# REQUIREMENT
Update only the rows from the line containing "the tree trunk" through the line containing "column 232, row 120", changing "far shore" to "opposite shore" and leaving everything else the same.
- - -
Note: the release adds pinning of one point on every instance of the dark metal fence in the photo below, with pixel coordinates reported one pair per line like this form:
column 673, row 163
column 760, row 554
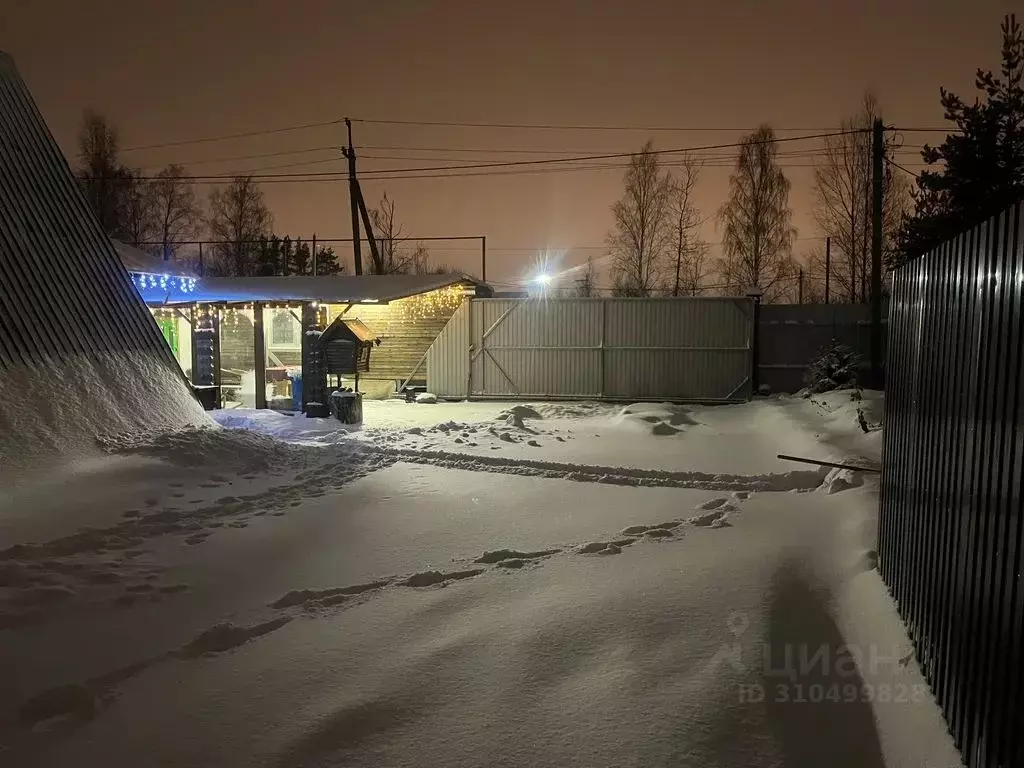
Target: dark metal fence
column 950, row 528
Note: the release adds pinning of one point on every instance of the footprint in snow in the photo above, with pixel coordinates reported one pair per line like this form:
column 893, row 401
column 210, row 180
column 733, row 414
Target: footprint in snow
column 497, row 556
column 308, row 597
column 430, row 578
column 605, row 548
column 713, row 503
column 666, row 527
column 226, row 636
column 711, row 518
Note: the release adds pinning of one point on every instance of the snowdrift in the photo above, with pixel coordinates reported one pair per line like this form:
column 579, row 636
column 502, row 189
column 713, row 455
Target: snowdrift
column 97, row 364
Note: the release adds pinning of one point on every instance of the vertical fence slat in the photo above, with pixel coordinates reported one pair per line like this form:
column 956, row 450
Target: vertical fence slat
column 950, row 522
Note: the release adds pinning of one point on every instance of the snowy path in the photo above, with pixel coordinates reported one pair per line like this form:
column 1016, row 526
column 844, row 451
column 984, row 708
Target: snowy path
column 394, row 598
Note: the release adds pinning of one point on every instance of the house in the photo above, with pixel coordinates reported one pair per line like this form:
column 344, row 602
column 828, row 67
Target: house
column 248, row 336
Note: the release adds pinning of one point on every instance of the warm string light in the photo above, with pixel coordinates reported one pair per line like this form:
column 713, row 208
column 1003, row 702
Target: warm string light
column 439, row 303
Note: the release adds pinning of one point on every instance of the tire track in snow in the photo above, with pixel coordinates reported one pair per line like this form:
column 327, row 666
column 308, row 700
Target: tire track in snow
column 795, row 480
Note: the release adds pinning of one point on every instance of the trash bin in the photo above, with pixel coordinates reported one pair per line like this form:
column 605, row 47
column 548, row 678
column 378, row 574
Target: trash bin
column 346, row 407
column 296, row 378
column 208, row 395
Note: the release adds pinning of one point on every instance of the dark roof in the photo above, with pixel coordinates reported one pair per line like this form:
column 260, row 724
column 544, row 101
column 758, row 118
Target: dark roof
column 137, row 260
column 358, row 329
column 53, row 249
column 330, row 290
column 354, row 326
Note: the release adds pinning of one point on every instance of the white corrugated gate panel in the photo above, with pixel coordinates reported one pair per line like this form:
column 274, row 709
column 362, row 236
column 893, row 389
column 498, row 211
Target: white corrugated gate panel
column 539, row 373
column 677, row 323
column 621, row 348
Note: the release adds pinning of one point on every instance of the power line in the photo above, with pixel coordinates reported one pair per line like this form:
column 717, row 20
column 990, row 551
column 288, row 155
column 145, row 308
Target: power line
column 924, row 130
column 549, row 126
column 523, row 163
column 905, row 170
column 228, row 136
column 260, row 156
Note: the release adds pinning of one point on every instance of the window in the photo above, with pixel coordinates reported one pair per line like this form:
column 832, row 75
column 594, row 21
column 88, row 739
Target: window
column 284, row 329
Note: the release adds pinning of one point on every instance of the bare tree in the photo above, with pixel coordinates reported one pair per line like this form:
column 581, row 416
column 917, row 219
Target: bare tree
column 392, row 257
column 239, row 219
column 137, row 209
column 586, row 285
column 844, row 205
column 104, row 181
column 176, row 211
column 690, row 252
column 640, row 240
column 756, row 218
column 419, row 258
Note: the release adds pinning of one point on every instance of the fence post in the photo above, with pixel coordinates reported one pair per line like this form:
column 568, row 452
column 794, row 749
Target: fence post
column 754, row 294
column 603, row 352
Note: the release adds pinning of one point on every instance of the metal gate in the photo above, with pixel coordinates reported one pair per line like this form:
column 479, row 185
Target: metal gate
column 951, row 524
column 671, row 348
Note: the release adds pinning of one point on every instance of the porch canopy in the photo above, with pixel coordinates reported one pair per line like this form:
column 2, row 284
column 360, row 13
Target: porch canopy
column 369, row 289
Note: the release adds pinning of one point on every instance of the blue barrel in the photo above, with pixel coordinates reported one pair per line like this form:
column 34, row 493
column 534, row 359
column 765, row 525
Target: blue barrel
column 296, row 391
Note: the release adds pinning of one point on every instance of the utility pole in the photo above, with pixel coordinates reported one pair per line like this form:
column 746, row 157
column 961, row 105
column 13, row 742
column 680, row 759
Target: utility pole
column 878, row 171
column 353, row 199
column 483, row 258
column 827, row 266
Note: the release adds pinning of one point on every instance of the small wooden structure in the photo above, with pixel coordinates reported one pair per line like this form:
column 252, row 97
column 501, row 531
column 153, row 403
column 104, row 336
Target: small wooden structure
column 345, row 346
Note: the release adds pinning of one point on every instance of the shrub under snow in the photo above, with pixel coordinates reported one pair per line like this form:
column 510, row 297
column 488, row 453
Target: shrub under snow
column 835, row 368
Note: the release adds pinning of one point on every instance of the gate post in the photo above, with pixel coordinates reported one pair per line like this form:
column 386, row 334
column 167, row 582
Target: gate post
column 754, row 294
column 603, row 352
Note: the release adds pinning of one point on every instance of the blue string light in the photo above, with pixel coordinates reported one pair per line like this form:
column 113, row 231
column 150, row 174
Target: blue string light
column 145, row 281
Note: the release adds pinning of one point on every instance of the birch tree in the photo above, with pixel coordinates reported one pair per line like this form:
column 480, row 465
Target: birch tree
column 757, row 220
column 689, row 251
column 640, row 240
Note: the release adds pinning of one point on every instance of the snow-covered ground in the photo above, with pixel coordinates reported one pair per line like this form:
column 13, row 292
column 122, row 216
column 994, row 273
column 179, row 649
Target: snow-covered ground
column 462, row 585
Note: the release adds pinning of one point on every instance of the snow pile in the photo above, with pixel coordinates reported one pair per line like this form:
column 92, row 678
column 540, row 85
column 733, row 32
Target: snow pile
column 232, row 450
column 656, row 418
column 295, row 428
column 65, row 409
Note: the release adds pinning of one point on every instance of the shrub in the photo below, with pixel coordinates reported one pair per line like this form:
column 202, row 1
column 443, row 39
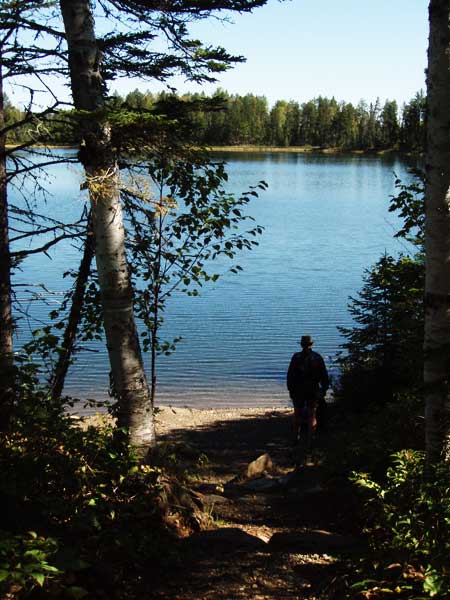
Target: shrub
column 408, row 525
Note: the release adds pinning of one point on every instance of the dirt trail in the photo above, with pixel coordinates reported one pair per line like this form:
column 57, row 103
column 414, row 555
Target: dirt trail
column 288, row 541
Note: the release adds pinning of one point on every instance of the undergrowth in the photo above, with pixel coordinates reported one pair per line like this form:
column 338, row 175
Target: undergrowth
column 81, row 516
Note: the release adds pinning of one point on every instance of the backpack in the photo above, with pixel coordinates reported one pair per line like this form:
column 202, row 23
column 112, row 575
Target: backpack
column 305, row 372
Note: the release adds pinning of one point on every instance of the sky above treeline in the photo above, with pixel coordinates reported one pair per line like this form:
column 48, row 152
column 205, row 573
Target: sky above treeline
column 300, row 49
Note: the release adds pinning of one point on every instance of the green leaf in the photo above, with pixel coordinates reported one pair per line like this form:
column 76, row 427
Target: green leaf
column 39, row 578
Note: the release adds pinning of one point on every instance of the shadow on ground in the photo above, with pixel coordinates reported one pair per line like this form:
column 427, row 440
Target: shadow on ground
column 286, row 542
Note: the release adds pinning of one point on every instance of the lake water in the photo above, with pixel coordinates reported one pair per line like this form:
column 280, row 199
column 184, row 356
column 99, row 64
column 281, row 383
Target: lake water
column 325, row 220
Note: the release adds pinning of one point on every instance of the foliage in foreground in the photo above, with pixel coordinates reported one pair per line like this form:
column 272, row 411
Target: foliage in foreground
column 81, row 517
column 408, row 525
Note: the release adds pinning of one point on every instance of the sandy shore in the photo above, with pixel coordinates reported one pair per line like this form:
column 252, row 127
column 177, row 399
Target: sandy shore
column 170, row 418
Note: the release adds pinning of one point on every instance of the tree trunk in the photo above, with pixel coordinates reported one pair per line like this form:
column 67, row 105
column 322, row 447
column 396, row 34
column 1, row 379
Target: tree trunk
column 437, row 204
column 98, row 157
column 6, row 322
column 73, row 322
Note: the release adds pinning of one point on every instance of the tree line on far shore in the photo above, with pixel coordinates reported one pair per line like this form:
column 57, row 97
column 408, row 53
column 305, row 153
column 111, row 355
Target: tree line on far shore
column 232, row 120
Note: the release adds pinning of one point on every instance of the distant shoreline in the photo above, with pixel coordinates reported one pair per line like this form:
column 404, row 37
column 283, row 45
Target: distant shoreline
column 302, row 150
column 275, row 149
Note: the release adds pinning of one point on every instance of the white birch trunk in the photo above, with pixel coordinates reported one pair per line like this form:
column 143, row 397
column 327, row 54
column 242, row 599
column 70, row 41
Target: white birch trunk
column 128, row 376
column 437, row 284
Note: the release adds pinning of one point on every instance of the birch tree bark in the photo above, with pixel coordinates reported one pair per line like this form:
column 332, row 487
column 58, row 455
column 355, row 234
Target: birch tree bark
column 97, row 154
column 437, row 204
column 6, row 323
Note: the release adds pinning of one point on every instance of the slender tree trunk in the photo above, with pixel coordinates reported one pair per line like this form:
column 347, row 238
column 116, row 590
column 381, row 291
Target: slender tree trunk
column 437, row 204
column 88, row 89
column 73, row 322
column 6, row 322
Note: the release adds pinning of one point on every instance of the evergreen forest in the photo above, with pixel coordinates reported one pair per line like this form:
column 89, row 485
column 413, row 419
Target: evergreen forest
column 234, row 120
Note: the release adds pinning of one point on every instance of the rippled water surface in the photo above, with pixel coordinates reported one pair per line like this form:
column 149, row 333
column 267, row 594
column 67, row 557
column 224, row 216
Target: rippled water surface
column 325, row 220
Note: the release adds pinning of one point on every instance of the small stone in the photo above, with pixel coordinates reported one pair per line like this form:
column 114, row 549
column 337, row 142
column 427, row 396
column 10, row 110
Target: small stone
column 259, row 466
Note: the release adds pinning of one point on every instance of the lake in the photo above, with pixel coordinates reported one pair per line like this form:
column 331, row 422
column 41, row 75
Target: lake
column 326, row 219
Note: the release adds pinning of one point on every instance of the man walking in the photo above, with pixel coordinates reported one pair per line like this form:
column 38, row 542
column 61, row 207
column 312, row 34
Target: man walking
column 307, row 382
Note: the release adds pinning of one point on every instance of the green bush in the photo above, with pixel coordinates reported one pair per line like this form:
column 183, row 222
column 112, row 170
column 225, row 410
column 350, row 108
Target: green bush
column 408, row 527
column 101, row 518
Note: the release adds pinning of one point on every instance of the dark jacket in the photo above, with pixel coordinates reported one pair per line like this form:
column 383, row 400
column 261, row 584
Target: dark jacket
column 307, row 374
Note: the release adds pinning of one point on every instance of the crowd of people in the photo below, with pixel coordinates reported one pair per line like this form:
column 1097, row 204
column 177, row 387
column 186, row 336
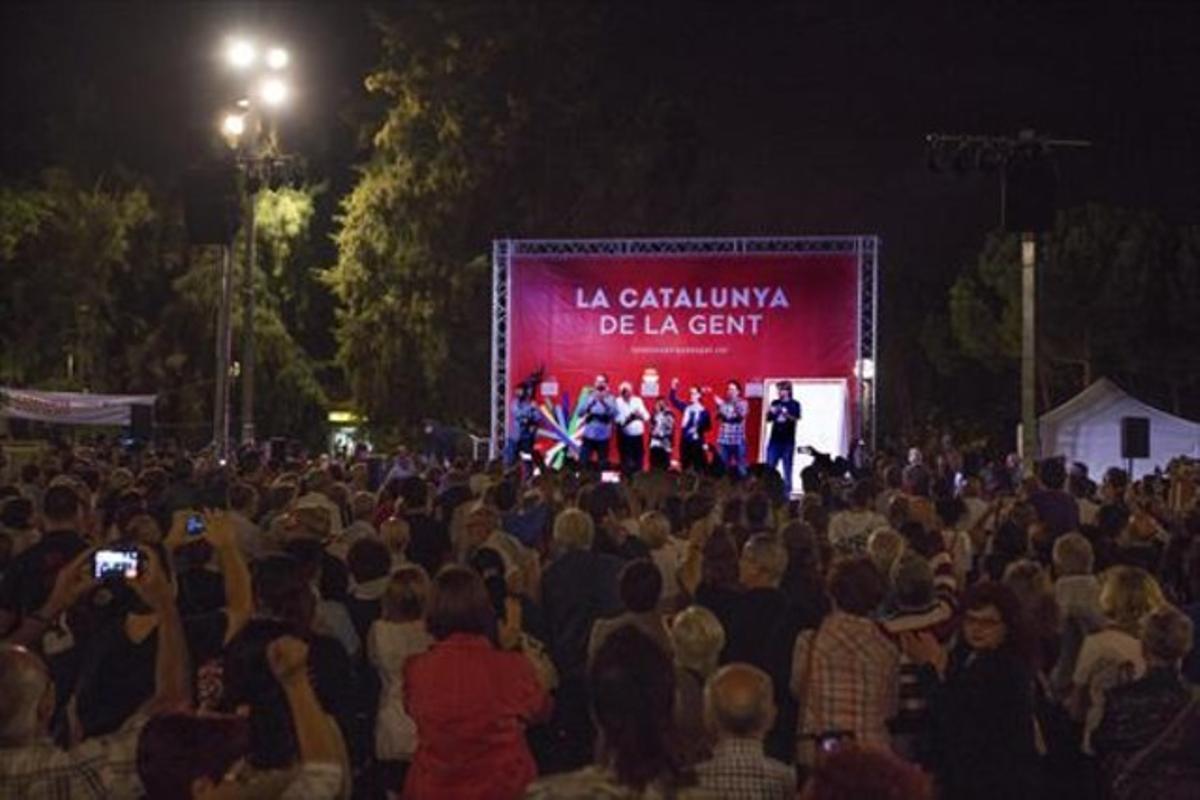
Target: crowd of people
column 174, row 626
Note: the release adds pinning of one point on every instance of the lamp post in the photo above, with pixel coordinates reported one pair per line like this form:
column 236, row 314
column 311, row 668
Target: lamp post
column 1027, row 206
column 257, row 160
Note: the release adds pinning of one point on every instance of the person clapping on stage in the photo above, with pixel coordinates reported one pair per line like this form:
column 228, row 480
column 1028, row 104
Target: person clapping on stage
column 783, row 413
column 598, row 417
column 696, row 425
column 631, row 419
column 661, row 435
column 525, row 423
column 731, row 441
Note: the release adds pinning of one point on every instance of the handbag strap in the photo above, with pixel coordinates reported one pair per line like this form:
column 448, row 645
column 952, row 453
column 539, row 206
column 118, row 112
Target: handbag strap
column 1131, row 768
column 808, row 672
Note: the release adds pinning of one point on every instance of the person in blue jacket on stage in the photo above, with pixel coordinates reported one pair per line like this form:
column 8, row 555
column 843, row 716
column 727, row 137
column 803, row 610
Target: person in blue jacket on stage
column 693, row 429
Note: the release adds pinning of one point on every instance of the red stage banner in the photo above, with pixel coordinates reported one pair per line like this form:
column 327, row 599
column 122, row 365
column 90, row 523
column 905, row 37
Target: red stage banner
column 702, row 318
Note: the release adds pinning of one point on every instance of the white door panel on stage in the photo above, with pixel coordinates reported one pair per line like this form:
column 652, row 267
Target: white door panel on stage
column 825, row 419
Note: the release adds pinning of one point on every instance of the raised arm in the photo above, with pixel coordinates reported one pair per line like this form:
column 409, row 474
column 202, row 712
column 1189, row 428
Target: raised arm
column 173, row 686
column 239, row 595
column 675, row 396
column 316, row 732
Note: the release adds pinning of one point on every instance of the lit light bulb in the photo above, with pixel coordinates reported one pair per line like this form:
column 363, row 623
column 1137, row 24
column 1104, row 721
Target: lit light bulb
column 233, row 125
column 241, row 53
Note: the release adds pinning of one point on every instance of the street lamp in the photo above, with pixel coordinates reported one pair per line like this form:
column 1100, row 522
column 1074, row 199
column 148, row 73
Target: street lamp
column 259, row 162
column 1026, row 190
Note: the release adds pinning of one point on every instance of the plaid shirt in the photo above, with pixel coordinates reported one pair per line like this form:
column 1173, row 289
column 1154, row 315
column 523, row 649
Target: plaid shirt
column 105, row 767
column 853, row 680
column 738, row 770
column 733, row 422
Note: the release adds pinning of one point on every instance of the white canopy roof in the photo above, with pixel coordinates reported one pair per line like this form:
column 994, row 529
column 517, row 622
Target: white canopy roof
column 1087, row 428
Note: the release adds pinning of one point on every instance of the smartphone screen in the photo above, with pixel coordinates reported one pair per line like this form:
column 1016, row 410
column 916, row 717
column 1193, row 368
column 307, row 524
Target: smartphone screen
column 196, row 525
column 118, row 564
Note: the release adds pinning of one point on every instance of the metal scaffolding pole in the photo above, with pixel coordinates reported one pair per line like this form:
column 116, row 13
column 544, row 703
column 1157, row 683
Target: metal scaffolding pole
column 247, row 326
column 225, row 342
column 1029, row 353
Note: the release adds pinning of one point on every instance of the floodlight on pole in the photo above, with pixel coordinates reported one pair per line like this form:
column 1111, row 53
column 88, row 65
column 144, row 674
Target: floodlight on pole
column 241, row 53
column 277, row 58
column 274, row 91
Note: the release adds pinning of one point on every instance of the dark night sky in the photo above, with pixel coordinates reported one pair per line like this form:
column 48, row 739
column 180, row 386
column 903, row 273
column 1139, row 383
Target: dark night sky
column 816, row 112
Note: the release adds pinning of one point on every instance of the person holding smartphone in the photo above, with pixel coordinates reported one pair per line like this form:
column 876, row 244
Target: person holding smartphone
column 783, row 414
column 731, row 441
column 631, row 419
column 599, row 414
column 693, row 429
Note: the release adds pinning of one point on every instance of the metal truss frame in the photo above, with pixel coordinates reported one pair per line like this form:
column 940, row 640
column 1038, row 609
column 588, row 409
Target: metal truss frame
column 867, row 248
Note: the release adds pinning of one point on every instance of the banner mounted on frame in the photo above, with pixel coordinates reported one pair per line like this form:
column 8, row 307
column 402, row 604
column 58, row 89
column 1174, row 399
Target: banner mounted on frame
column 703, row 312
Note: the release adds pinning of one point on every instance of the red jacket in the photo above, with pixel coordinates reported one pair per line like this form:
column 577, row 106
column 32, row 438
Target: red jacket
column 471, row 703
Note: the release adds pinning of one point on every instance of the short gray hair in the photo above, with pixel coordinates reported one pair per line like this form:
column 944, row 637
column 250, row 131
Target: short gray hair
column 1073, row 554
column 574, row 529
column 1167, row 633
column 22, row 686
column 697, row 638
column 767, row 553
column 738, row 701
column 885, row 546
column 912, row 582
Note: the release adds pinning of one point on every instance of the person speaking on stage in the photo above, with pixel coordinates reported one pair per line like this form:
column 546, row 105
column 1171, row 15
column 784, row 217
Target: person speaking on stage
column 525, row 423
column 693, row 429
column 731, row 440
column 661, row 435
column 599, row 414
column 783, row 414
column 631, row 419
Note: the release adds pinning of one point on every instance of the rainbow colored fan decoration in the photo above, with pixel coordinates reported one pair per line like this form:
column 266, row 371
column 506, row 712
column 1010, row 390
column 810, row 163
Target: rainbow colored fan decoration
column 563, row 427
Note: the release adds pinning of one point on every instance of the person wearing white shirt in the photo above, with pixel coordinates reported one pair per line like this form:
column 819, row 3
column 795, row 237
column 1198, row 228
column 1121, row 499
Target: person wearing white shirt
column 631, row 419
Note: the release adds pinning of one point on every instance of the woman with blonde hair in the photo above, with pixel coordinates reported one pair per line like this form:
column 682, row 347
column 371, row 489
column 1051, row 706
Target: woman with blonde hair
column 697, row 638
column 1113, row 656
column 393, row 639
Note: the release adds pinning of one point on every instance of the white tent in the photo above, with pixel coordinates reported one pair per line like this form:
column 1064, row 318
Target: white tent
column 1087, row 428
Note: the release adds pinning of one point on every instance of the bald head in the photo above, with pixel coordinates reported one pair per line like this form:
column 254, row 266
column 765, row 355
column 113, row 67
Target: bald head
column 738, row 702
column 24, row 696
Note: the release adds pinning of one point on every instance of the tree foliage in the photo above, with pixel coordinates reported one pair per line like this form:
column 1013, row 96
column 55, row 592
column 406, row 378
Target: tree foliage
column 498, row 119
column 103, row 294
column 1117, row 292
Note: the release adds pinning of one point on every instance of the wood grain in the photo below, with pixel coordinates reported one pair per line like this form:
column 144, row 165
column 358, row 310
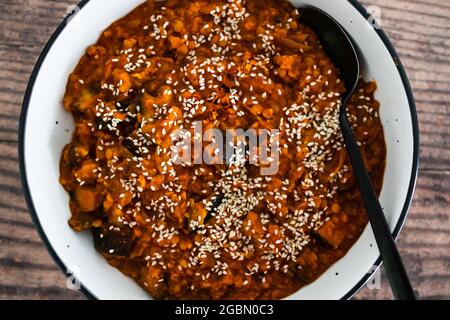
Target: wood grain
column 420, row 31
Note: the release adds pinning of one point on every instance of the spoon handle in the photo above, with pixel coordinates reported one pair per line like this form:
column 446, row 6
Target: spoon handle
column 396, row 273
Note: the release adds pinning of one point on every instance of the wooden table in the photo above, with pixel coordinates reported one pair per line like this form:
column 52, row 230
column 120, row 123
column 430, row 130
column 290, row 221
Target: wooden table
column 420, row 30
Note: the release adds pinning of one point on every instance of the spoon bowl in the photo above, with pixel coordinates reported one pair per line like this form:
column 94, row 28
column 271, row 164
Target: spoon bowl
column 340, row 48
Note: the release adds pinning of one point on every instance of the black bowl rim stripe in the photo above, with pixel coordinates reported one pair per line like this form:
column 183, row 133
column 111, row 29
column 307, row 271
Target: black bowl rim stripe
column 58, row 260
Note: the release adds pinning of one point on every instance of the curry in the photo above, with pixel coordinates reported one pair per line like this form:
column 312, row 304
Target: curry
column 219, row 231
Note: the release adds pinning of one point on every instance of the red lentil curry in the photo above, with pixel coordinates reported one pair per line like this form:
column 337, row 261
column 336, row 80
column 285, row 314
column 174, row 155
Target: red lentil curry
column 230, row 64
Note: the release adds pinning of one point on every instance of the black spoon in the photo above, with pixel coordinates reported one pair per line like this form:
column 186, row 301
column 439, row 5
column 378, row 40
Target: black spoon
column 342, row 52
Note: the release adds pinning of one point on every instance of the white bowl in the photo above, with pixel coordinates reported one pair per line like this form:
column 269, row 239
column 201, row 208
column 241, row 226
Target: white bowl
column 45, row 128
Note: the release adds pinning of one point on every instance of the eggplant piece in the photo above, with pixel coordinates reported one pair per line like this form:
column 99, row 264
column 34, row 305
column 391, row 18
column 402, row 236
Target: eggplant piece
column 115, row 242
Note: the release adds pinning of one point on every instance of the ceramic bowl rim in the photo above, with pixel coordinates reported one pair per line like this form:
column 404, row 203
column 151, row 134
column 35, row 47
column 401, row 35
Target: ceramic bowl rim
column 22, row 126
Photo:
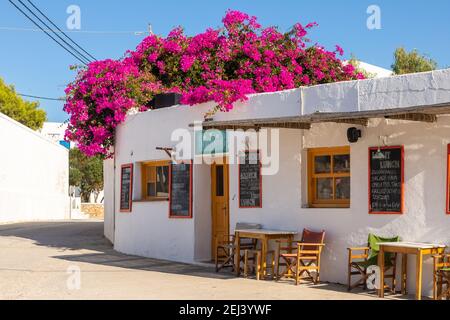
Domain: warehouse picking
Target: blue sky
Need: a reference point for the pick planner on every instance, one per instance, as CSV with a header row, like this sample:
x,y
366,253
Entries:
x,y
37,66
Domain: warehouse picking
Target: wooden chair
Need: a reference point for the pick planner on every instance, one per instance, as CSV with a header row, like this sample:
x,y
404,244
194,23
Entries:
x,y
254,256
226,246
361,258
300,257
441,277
- - -
# RESPONSE BELOW
Note: the release adds pinning of one point on every instance of the tree trunk in the photo above, with pixel coordinates reported one pair per line like this form:
column 67, row 105
column 322, row 447
column 396, row 34
column 1, row 379
Target: tree trunk
column 437, row 204
column 98, row 157
column 6, row 322
column 73, row 322
Note: the release adds pinning of one point on every instance of the tree line on opposite shore in the photo above, with pixel coordinates reported one pair per line like this form:
column 57, row 97
column 408, row 53
column 305, row 153
column 111, row 355
Target: tree line on opposite shore
column 232, row 120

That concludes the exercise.